Start of RECORDS SUPPLIED

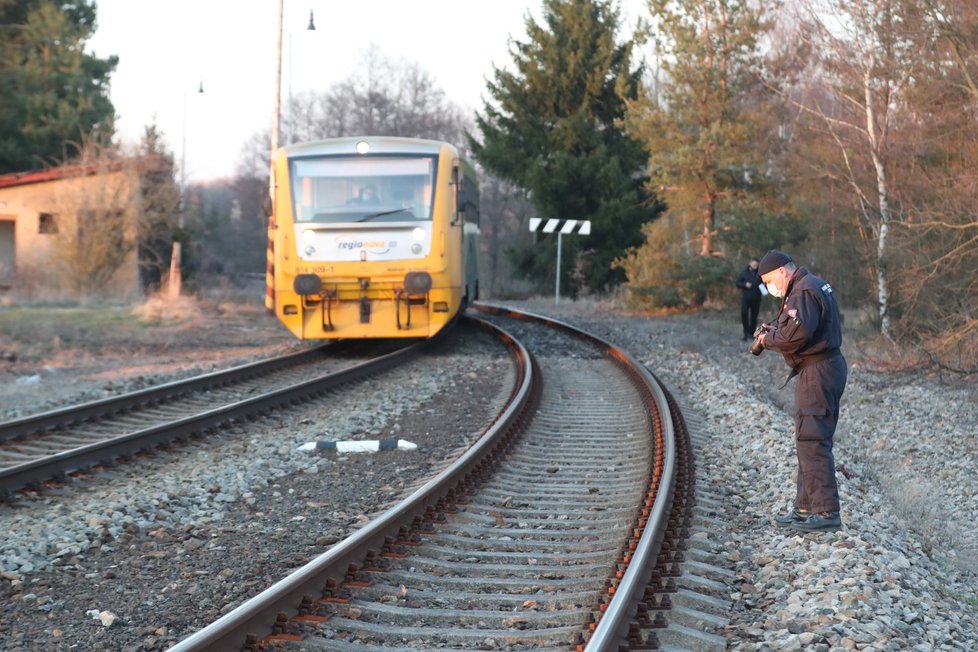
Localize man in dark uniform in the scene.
[737,258,761,340]
[758,249,848,531]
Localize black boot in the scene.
[792,512,842,532]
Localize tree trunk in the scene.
[863,58,891,337]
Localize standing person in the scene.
[737,258,762,341]
[757,249,848,531]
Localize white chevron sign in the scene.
[530,217,591,235]
[530,217,591,303]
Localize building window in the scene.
[37,213,58,234]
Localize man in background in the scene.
[737,258,763,340]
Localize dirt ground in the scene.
[0,297,309,420]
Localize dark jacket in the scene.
[764,267,842,370]
[737,265,761,301]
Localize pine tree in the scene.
[468,0,658,294]
[0,0,118,173]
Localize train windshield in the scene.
[291,156,437,223]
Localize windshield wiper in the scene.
[355,206,414,222]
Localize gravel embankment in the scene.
[0,301,978,652]
[0,328,513,652]
[516,305,978,652]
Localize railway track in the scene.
[173,305,693,652]
[0,342,423,496]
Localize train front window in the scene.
[291,156,436,223]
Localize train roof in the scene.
[285,136,455,157]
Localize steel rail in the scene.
[475,303,677,652]
[170,317,537,652]
[0,345,329,442]
[0,340,426,495]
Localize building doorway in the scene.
[0,216,17,289]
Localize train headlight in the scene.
[292,274,322,296]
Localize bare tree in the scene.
[48,138,139,296]
[292,45,466,147]
[778,0,922,336]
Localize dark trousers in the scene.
[795,355,849,512]
[740,292,761,338]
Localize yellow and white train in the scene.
[265,137,479,339]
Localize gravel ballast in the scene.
[0,301,978,652]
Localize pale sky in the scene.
[88,0,644,181]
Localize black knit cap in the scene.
[757,249,791,276]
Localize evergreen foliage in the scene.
[617,0,788,306]
[0,0,118,174]
[468,0,659,294]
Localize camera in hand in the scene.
[747,326,768,355]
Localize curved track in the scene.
[174,305,692,652]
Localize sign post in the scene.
[530,217,591,303]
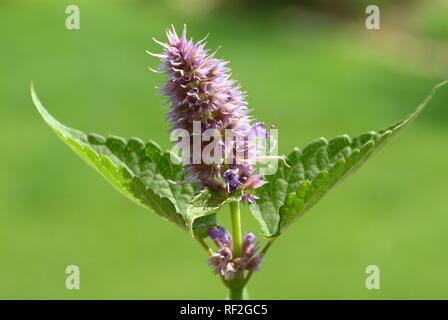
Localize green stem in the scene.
[230,201,242,258]
[229,201,244,300]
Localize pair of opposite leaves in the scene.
[31,82,448,238]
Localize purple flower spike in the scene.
[150,27,267,201]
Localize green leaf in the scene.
[31,86,232,237]
[251,82,448,238]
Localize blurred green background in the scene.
[0,0,448,299]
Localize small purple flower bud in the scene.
[246,256,263,271]
[252,122,268,139]
[242,232,257,258]
[207,226,232,247]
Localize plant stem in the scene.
[229,201,245,300]
[230,201,242,258]
[229,287,244,300]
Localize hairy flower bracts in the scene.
[208,226,262,280]
[150,28,267,202]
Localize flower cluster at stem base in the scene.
[208,226,262,280]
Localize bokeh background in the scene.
[0,0,448,299]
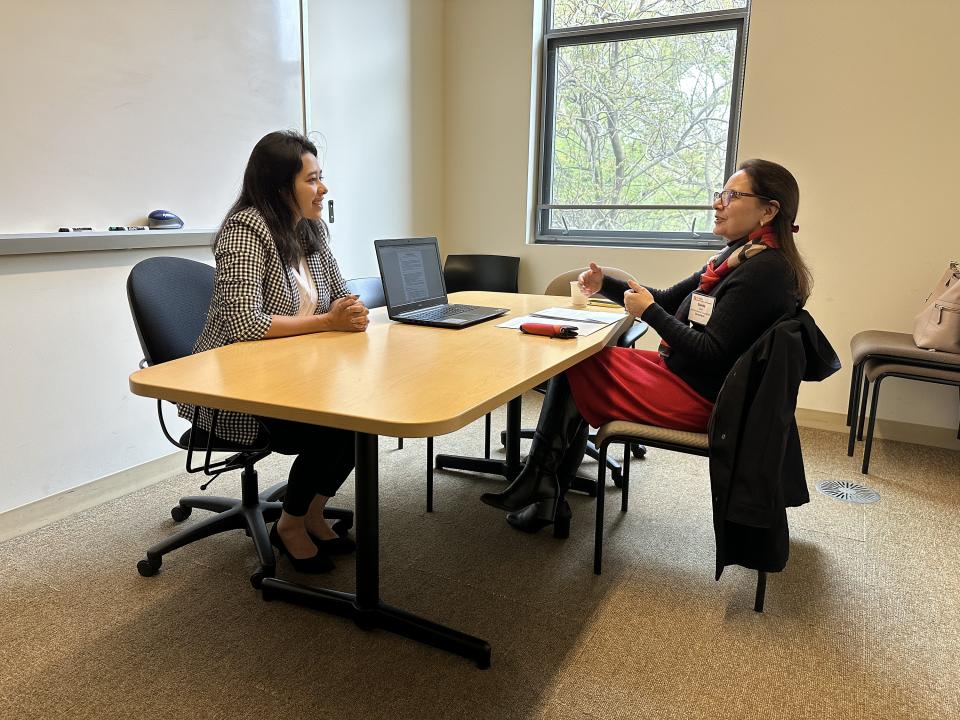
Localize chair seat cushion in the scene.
[596,420,710,450]
[850,330,960,366]
[863,353,960,382]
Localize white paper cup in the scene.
[570,280,587,307]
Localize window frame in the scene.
[534,0,750,249]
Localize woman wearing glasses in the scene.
[180,131,369,573]
[481,160,812,537]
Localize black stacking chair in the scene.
[127,257,353,588]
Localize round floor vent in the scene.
[817,480,880,505]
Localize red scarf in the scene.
[660,225,780,357]
[700,225,780,293]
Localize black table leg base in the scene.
[262,578,490,670]
[376,602,490,670]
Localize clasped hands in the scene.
[578,262,654,317]
[327,295,370,332]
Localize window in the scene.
[537,0,749,247]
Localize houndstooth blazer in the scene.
[177,208,349,445]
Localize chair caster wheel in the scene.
[137,558,161,577]
[250,566,276,590]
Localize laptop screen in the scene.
[377,239,446,307]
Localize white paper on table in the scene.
[497,315,604,337]
[532,308,627,325]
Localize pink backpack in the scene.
[913,261,960,353]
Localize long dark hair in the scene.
[738,159,813,306]
[214,130,324,267]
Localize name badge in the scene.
[688,293,717,325]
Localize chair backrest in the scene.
[543,267,637,295]
[443,255,520,293]
[347,275,387,308]
[127,257,214,365]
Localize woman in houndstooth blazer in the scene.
[179,131,369,572]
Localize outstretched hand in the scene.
[577,262,603,297]
[623,280,654,317]
[327,295,370,332]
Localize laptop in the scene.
[373,238,509,328]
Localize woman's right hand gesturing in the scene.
[327,295,370,332]
[579,262,603,297]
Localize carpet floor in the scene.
[0,395,960,720]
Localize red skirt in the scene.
[567,347,713,432]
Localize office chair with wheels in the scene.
[127,257,353,587]
[500,267,649,495]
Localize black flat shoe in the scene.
[270,523,336,575]
[307,526,357,555]
[507,500,573,540]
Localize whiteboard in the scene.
[0,0,304,233]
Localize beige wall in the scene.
[307,0,443,277]
[443,0,960,447]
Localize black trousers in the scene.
[257,417,356,516]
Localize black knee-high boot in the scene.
[480,375,583,520]
[507,420,590,539]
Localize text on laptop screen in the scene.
[380,243,444,307]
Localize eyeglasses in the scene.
[713,190,780,208]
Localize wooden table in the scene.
[130,292,632,667]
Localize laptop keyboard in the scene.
[404,305,473,320]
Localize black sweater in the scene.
[600,240,798,402]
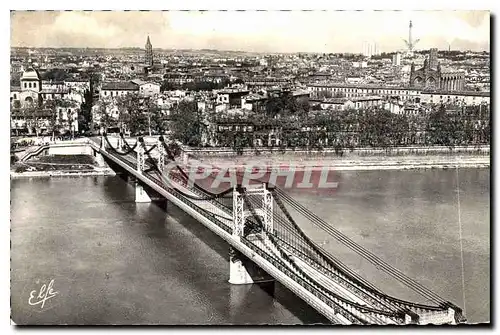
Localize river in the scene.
[11,169,490,324]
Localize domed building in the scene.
[10,67,42,106]
[410,48,465,92]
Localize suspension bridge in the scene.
[84,134,466,325]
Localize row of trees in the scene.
[212,106,491,150]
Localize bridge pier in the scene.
[229,247,275,285]
[94,150,108,168]
[135,180,151,203]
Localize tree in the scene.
[171,101,202,146]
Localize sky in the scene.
[11,11,490,53]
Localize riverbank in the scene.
[194,155,490,171]
[185,146,490,171]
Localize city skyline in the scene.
[11,11,490,53]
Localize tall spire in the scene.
[145,35,153,66]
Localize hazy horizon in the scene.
[11,11,490,53]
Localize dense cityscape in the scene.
[10,10,492,326]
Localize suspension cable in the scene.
[277,188,446,304]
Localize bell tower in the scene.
[145,35,153,66]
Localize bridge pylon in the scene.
[157,138,167,172]
[229,184,274,285]
[233,184,274,237]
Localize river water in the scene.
[11,169,490,324]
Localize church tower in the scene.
[145,35,153,66]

End of RECORDS SUPPLIED

(SHORT PROBLEM) Write out the data verbatim, starting with the line that contains "Localize pine tree in the scene." and going on through the line that contains "[778,0,922,336]", with both of those lines included.

(ANSWER TO THIS PROBLEM)
Localize pine tree in the scene.
[468,0,658,294]
[0,0,118,173]
Localize train windshield in the scene.
[291,156,437,223]
Localize windshield wiper in the scene.
[355,206,414,222]
Localize gravel embankment in the scene.
[0,301,978,652]
[0,328,513,652]
[516,305,978,652]
Localize railway track in the scene.
[173,305,693,652]
[0,342,423,496]
Localize train front window in the scene.
[291,156,436,223]
Localize train roof in the scene.
[285,136,455,157]
Localize steel rail in the scene.
[475,303,677,652]
[170,317,537,652]
[0,345,329,442]
[0,340,426,495]
Localize building doorway in the scene.
[0,216,17,289]
Localize train headlight in the scene.
[292,274,322,296]
Localize bare tree in the scene.
[48,138,139,296]
[292,45,466,147]
[778,0,922,336]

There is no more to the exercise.